抜粋テキスト:
**********
AutoconfのFortranサポートは,二つのカテゴリに分けられました.これまでの Fortran 77マクロ(F77)と,現在のFortramマクロ(FC)です.前者 は伝統的なFortram 77コードを想定していて,F77FFLAGS,そ してFLIBSといった出力変数があります.後者は,より新しいFortranの 標準の元でコンパイル可能(または必須)である,より新しいプログラムを想定し ていて,FCFCFLAGS,そしてFCLIBSといった出力変数が あります.

二つの新しいマクロAC_FC_SRCEXTAC_FC_FREEFORM(以下を参照) 以外では,FCF77のマクロの動作はほとんど同じなので,この セクションでまとめて説明しています.

— Macro: AC_PROG_F77 ([compiler-search-list])

使用するFortran 77コンパイラを決定します.F77が環境変数でまだ設定 されていない場合,g77f77,そしてその他の名前を調査します. 見つかったコンパイラ名を,出力変数F77に設定します.

しかし,このマクロはオプション引数を用いて呼び出すことが可能で,指定する 場合は,検索するFortran 77コンパイラをスペースで区切ったリストにする必要 があります.これで,ユーザがFortran 77コンパイラに対する代わりの検索リス トを指定する機会が与えられます.例えば,デフォルトの順序がいやな場合は, 以下のようにしてAC_PROG_F77を呼び出すことが可能です.

          AC_PROG_F77(fl32 f77 fort77 xlf g77 f90 xlf90)

g77(GNU Fortran 77コンパイラ)を使用している場合, AC_PROG_F77はシェル変数G77を‘yes’に設定します.出力変 数FFLAGSが環境変数で設定されていない場合,g77に対して ‘-g -O2’(‘-g’を受け入れないg77では‘-O2’)を設定し, 他のFortran 77コンパイラでは‘-g’を設定します.

— Macro: AC_PROG_FC ([compiler-search-list], [dialect])
**********
課題:
上の抜粋テキストについて、次の問いに答えてください。
(a) Fortran 77マクロ(F77)の出力変数として挙げられているものは何か。
(b) 環境変数F77が未設定のとき、AC_PROG_F77が調査する名前として最初に挙げられている二つは何か。
(c) g77を使用している場合、AC_PROG_F77はシェル変数G77に何を設定するか。
**********
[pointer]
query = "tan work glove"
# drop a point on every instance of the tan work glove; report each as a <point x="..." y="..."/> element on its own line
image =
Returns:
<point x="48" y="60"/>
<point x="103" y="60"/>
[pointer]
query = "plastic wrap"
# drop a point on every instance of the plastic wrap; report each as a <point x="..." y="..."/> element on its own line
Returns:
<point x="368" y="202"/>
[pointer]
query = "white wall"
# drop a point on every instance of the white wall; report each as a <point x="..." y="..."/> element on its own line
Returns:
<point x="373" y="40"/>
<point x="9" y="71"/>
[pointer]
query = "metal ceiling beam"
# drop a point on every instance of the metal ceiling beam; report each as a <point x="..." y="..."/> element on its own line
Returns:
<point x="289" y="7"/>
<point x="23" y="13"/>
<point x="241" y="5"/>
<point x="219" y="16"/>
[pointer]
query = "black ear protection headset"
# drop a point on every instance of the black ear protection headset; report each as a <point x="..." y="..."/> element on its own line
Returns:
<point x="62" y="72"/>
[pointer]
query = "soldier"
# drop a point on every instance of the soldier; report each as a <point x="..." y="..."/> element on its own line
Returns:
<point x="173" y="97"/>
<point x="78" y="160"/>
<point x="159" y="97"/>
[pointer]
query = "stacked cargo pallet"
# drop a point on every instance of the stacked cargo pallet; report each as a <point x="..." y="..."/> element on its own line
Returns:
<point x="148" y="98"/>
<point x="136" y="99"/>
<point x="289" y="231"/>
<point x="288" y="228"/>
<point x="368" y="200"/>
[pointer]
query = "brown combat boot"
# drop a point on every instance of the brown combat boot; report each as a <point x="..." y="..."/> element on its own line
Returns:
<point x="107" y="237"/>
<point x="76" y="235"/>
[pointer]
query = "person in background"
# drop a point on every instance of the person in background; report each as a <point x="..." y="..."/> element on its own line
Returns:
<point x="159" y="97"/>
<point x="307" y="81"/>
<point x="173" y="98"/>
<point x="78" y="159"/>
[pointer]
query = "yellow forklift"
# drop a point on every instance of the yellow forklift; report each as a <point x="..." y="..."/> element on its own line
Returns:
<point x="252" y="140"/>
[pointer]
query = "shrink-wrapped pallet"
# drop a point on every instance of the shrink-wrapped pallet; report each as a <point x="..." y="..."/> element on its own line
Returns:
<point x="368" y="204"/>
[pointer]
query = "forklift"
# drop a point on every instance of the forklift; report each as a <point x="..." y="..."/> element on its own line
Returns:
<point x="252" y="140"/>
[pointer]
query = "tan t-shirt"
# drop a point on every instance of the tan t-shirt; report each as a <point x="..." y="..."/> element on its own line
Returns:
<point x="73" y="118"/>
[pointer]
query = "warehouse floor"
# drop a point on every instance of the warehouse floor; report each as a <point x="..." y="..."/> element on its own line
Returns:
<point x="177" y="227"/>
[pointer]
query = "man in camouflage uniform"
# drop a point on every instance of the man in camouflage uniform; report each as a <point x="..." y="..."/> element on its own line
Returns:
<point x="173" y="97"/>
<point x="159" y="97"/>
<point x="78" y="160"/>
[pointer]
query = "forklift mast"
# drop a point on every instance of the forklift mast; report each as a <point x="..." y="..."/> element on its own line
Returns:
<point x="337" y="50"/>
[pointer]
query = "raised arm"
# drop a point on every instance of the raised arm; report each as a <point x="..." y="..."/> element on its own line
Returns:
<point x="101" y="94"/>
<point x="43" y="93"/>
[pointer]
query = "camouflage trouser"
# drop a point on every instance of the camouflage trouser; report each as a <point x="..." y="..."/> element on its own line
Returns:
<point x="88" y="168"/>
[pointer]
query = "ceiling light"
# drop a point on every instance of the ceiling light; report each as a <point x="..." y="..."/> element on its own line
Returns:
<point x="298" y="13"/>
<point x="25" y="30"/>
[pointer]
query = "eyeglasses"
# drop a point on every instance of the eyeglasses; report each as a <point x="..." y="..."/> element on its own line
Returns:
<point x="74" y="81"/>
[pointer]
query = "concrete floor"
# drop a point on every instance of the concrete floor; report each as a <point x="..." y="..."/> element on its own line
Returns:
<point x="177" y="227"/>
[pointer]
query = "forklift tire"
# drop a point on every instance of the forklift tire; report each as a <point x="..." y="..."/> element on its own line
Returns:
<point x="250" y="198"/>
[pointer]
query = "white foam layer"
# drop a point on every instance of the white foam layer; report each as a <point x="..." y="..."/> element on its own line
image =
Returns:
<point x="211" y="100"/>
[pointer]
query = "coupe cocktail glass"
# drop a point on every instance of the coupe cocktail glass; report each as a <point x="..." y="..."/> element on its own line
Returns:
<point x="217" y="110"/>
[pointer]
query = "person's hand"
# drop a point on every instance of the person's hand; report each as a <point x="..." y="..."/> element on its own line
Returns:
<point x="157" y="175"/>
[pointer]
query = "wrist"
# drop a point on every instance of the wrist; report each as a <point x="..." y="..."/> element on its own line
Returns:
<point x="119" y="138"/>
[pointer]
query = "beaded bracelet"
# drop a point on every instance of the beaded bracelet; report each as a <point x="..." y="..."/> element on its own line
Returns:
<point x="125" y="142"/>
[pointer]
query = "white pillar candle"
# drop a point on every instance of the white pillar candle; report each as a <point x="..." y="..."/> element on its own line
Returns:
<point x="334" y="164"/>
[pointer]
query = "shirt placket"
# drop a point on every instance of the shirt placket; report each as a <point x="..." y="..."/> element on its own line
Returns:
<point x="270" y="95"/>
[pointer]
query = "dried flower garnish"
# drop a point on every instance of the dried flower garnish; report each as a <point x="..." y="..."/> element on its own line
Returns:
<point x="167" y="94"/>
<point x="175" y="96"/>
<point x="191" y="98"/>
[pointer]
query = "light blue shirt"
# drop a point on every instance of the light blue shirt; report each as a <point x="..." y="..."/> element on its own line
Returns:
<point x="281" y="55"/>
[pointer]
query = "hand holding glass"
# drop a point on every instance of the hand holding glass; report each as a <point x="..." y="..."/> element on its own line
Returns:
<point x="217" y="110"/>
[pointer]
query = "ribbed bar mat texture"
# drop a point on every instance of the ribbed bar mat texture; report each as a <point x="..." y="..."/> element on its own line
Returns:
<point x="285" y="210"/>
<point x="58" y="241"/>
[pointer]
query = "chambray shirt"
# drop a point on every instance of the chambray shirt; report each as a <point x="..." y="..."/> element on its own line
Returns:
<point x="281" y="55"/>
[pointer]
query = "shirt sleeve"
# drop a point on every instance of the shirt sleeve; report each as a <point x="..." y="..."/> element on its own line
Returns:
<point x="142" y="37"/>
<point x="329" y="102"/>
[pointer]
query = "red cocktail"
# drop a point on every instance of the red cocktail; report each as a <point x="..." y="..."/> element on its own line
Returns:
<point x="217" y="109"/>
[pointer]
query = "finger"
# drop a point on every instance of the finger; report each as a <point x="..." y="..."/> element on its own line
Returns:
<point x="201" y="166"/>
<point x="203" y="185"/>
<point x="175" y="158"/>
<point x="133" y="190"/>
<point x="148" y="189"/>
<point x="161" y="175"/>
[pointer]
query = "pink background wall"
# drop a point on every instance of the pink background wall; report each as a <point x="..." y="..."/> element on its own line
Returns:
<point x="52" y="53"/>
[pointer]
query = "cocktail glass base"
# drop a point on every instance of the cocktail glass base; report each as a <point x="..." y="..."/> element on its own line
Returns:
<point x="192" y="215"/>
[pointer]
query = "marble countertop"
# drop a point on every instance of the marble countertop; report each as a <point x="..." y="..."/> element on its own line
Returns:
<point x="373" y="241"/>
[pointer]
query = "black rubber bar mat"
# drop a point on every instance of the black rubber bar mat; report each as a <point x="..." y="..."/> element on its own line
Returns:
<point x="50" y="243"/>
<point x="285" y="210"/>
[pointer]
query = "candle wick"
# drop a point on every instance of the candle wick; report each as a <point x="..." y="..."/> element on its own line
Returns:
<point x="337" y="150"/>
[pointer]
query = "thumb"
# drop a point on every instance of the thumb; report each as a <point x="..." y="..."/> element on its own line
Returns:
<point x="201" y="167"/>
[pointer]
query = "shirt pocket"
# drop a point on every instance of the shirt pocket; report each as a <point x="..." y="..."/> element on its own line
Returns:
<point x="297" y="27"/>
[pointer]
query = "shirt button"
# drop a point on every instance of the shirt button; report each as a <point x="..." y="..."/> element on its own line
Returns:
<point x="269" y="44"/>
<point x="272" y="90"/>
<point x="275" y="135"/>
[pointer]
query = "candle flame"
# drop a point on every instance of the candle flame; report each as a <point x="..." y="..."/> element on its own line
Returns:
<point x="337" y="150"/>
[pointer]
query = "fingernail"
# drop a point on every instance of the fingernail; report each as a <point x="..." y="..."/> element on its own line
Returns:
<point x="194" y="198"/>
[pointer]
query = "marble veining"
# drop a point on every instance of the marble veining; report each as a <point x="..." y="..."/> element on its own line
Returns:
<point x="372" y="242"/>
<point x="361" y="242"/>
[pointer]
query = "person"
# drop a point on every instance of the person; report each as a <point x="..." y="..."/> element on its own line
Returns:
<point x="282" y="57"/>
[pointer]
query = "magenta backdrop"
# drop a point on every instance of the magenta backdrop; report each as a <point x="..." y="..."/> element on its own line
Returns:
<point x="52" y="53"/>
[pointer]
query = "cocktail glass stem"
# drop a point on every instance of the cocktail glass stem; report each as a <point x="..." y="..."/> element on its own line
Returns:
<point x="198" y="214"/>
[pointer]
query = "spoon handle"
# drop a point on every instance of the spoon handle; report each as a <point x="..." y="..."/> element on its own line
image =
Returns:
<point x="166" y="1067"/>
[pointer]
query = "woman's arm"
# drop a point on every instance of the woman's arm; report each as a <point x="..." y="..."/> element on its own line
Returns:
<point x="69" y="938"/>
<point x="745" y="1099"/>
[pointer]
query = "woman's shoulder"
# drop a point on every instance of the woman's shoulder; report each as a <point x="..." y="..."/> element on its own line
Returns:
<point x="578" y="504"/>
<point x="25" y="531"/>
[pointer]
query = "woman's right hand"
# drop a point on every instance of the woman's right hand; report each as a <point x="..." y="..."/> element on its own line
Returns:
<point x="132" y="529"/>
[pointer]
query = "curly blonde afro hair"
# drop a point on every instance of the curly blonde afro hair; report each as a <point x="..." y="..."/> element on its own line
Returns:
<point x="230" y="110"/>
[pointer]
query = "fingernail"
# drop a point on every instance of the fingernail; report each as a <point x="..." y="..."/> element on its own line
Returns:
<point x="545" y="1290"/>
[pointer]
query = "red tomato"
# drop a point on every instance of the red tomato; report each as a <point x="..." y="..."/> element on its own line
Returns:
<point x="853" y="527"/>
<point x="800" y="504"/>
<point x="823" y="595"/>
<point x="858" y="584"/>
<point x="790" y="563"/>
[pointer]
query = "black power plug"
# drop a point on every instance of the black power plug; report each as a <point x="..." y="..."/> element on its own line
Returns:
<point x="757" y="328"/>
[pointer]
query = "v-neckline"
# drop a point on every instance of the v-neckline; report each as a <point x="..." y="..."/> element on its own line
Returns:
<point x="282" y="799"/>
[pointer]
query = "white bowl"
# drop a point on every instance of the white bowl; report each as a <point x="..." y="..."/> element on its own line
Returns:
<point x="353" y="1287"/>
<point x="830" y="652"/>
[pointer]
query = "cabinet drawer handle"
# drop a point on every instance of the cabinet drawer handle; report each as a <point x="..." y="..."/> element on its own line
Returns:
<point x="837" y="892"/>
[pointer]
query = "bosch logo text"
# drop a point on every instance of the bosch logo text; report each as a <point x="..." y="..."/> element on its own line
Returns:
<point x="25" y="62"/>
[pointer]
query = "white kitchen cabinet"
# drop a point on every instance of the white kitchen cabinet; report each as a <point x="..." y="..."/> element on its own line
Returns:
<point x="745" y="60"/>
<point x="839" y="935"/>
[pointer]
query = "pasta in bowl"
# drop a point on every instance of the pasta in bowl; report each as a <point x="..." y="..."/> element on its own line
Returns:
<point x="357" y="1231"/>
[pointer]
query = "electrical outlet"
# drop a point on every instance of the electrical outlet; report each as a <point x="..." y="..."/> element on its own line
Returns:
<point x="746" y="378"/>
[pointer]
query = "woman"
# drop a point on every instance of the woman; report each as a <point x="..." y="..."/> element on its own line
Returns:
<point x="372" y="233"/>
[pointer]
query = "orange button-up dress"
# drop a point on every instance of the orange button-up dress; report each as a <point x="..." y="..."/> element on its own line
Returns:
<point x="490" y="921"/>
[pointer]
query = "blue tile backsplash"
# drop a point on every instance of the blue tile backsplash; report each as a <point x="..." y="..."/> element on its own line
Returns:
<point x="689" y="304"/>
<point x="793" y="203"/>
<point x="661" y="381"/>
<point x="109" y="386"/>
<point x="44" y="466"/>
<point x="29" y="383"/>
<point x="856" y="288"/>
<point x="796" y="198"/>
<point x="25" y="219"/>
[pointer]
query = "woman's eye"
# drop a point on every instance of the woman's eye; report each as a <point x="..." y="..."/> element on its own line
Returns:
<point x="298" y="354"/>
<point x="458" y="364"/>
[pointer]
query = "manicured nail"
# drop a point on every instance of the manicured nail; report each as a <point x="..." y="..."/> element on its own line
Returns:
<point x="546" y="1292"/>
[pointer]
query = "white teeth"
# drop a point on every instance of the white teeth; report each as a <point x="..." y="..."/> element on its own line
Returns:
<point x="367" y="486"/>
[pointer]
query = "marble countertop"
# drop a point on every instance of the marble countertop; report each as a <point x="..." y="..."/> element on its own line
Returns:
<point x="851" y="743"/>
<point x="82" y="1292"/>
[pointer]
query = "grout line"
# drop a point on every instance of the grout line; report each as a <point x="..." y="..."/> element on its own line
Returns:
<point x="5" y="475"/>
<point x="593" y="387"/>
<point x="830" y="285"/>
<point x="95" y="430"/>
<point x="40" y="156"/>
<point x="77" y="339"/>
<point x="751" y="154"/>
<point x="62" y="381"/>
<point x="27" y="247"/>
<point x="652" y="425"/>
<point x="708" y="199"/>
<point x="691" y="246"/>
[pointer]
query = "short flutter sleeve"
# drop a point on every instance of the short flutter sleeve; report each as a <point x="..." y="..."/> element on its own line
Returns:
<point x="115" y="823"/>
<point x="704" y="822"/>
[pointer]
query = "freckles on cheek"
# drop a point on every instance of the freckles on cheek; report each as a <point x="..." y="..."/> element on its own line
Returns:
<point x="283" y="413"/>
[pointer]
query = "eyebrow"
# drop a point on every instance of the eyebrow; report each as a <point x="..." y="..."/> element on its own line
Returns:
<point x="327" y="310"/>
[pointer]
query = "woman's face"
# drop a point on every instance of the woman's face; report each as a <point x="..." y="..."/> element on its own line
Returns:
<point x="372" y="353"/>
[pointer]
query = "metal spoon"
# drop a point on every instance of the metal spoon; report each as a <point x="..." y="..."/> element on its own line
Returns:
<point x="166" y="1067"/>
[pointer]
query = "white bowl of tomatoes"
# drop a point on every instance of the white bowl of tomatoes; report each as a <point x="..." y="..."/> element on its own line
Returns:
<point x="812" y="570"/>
**********
課題の出力:
(a) F77、FFLAGS、FLIBS
(b) g77、f77
(c) ‘yes’